◆ **Dataset records on object locations**
----------------
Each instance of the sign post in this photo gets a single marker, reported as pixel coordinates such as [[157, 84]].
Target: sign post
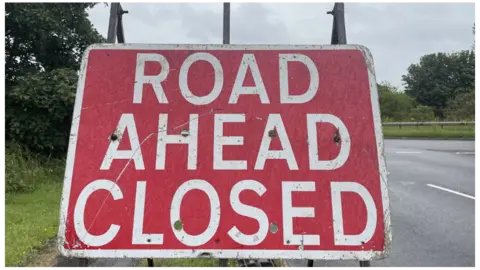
[[226, 151]]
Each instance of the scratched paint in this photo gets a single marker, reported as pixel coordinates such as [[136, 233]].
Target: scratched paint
[[199, 121]]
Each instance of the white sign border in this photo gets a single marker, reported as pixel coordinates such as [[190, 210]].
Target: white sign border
[[226, 253]]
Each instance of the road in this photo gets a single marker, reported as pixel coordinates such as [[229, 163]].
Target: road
[[435, 217]]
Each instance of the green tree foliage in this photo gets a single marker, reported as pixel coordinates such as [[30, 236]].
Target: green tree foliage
[[43, 45], [39, 110], [422, 113], [440, 77], [463, 106], [394, 105], [45, 35]]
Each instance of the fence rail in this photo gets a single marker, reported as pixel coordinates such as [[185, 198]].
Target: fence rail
[[418, 124]]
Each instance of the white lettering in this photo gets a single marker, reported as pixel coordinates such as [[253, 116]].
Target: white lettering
[[182, 236], [154, 80], [285, 97], [289, 212], [352, 240], [248, 211], [126, 123], [163, 139], [249, 62], [219, 141], [339, 161], [79, 211], [275, 122], [183, 78], [140, 238]]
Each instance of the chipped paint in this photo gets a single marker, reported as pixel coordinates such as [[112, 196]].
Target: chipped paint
[[225, 253]]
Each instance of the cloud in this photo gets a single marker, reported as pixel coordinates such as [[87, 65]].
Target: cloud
[[398, 32]]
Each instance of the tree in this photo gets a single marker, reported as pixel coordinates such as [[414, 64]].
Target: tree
----------------
◆ **Stated exercise**
Reproduce every one of the records above word for word, from the first line through the last. Omit the pictures from your copy.

◆ **Task result**
Each instance of the sign post in this photo gets a single marker, reported as pixel coordinates such as [[157, 84]].
Target: sign post
[[226, 151]]
Each instance of the scratched paint in this photo gets a single marker, reported as pixel coordinates such as [[136, 233]].
Target: scratched paint
[[199, 121]]
Each instance of the white sign border in this photo gets a single marker, reported as pixel coordinates such as [[190, 210]].
Target: white sign border
[[226, 253]]
Each instance of the road in this photo gets a single marker, reported as pixel coordinates such as [[229, 163]].
Target: road
[[435, 217]]
Each instance of the green tree foliage in this photo gets a single marker, reported as pixel coordinates such as [[30, 236]].
Target: green tree foliage
[[43, 45], [39, 110], [422, 113], [440, 77], [463, 106], [394, 105], [45, 35]]
Each instance of the fence rail in this photo gets a single marker, reported as pixel coordinates such as [[185, 198]].
Target: fence rail
[[418, 124]]
Each instance of the white lettering in this photo gets a single marker, reported as pixel coordinates such as [[253, 116]].
Target: white lettering
[[182, 236], [154, 80], [285, 97], [289, 212], [352, 240], [248, 211], [126, 123], [163, 139], [249, 62], [219, 141], [339, 161], [79, 211], [275, 122], [183, 78], [140, 238]]
Each instance of the chipped paint in this photo gets a single marker, reported as pixel coordinates such as [[112, 196]].
Target: chipped paint
[[225, 253]]
Each instance of the cloud in this photo gets a single marker, reported as pixel coordinates such as [[87, 65]].
Target: cloud
[[398, 32]]
Each instance of the tree in this photo gets a single marker, reported as pixel coordinates such as [[414, 64]].
Target: tree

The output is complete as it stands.